- [AIM] Return the lines from the one containing "Provide the mask of every instance of the police" up to and including the one containing "51 33 L 48 33", copied character for character.

Records from a collection:
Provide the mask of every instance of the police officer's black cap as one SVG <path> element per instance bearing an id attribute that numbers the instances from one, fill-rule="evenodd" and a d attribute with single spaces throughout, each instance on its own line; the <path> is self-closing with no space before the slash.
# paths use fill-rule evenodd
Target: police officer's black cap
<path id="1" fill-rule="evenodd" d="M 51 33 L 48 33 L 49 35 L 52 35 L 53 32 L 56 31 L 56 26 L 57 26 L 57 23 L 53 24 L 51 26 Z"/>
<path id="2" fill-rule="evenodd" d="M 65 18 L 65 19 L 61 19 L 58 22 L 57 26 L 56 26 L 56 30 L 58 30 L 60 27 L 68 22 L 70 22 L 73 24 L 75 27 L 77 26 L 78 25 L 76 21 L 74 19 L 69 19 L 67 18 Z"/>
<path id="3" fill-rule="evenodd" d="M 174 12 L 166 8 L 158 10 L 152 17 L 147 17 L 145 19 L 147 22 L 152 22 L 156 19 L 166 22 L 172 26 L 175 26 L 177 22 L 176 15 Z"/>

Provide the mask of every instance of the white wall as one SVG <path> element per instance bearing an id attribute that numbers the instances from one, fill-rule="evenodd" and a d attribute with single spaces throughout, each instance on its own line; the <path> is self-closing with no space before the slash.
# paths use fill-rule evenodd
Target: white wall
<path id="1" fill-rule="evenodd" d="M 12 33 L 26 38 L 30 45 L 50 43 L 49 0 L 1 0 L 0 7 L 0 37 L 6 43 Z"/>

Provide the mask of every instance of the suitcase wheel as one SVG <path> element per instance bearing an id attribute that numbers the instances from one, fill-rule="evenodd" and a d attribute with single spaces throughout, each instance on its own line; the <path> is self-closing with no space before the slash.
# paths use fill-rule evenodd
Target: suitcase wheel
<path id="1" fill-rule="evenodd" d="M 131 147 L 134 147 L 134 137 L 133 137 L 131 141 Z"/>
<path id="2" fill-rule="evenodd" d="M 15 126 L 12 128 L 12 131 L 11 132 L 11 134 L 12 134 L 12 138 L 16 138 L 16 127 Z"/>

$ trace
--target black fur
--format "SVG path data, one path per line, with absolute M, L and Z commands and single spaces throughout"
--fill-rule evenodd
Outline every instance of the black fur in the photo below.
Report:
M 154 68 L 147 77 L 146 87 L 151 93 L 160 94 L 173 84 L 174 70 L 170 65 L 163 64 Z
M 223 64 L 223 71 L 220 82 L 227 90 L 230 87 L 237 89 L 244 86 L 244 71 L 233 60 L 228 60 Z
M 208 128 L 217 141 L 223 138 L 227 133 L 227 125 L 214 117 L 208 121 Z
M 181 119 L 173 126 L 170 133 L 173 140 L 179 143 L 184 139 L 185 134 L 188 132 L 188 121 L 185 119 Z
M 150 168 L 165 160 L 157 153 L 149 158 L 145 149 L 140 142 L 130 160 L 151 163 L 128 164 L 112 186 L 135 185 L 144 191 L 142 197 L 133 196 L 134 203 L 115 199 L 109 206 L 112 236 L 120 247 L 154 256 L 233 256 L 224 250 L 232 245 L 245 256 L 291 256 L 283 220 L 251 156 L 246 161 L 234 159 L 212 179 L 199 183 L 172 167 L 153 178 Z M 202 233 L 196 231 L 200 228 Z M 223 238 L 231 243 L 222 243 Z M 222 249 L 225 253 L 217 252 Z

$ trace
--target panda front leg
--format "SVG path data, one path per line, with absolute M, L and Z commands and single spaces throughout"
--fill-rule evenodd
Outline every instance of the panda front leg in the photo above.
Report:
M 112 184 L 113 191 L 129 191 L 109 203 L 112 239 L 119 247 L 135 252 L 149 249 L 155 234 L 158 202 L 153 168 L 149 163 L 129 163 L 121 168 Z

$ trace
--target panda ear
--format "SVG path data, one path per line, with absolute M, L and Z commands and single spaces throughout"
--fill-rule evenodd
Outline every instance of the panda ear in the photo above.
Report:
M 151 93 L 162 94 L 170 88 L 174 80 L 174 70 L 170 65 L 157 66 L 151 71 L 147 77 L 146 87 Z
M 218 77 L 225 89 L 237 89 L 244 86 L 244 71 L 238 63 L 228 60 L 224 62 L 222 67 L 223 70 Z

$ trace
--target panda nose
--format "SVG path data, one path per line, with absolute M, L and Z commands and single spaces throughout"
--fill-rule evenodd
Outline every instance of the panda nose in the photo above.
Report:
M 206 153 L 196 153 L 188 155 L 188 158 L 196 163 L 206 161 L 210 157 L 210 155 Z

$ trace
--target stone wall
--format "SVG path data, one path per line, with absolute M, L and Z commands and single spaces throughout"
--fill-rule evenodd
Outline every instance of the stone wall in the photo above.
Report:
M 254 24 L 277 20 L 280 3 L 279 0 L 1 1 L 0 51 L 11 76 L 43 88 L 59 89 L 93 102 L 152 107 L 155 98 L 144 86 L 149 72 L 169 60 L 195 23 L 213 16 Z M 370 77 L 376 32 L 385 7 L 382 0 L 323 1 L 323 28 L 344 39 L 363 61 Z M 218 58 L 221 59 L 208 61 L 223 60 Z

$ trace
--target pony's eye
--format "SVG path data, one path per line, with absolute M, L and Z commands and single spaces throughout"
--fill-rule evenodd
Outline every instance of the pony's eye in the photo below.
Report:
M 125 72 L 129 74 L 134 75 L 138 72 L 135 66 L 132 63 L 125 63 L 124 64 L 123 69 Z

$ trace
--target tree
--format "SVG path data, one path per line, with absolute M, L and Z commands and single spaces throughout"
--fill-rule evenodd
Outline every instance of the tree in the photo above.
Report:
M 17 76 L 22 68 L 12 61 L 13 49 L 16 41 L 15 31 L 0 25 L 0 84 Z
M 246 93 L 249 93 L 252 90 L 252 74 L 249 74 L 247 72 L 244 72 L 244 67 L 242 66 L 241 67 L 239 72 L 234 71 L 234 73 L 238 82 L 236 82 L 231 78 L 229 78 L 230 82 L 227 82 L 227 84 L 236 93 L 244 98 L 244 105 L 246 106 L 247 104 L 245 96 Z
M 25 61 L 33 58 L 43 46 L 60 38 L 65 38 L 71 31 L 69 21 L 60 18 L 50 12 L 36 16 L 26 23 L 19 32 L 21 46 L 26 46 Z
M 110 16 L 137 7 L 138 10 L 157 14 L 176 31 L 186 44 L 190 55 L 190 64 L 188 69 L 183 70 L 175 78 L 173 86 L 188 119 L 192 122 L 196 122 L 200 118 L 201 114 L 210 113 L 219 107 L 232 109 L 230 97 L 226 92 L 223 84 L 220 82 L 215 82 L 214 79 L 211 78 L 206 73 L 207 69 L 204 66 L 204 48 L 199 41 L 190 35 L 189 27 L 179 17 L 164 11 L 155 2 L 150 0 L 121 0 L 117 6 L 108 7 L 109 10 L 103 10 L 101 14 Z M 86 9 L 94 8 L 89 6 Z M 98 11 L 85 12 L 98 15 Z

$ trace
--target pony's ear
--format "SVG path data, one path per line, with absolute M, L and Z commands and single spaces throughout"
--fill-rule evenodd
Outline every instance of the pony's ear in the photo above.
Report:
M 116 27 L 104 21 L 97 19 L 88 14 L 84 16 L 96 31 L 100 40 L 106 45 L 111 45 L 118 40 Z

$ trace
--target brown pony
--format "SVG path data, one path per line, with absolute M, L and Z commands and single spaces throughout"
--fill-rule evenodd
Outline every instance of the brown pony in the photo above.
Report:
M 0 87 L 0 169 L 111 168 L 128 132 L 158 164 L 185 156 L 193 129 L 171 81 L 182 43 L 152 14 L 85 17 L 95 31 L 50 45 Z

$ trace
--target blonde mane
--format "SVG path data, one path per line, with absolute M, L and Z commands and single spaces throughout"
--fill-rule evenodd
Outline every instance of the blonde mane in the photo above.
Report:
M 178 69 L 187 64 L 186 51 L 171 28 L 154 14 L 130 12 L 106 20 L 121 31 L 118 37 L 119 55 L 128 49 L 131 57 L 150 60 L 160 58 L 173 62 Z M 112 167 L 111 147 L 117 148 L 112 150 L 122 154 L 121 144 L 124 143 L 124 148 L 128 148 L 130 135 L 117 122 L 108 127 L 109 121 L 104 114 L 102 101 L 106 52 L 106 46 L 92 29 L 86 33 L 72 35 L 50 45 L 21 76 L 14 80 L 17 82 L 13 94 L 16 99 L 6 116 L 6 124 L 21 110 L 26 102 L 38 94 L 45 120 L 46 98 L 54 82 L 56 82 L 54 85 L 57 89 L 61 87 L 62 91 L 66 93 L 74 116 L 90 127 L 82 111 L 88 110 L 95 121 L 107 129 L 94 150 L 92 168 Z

...

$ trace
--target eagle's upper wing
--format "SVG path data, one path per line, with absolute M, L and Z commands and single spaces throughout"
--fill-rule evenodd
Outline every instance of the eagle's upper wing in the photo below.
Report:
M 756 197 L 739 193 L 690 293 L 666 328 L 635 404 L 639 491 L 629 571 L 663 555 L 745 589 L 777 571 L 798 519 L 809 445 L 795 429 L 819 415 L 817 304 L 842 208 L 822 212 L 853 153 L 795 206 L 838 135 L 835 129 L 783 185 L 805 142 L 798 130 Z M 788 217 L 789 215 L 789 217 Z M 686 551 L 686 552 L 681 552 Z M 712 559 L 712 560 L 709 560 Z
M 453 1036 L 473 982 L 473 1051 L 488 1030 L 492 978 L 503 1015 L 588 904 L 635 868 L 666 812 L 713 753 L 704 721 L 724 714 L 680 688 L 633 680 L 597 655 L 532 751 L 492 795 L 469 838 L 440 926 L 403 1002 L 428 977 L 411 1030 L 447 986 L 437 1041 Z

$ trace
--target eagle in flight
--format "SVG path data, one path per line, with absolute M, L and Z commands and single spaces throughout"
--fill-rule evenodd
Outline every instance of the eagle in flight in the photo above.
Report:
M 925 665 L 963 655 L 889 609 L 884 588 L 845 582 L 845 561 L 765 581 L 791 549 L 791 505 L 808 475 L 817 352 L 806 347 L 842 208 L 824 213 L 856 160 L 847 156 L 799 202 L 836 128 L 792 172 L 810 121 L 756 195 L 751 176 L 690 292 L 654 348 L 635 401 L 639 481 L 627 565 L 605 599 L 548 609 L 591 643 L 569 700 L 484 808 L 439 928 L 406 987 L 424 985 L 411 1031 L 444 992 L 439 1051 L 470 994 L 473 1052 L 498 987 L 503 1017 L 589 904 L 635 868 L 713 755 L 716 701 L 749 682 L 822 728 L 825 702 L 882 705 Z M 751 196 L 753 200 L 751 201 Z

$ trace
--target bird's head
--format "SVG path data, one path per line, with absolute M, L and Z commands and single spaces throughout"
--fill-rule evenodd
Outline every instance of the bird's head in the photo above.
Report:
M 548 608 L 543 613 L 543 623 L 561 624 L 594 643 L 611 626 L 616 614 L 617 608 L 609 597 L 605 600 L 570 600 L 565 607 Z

==

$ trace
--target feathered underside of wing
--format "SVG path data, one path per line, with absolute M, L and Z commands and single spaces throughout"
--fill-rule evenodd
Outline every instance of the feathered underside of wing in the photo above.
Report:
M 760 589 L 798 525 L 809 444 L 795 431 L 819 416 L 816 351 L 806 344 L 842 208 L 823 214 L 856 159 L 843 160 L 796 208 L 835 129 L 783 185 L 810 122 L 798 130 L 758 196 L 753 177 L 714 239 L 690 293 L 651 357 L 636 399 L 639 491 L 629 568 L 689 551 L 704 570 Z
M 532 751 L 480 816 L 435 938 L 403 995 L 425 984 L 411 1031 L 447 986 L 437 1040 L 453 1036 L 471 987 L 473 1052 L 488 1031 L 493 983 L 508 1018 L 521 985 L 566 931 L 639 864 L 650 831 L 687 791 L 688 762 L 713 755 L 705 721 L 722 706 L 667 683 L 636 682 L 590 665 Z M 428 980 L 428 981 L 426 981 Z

- [ANSWER TO THIS EXERCISE]
Provide the mask of every instance of the police officer's black cap as one SVG <path> element per instance bearing an id attribute that numbers the instances from one, fill-rule="evenodd" and a d attribute with single spaces throughout, each instance on its own line; the <path> is self-closing with no space before the slash.
# paths use fill-rule evenodd
Target: police officer's black cap
<path id="1" fill-rule="evenodd" d="M 51 33 L 48 33 L 49 35 L 52 35 L 53 32 L 56 31 L 56 26 L 57 26 L 57 23 L 53 24 L 51 26 Z"/>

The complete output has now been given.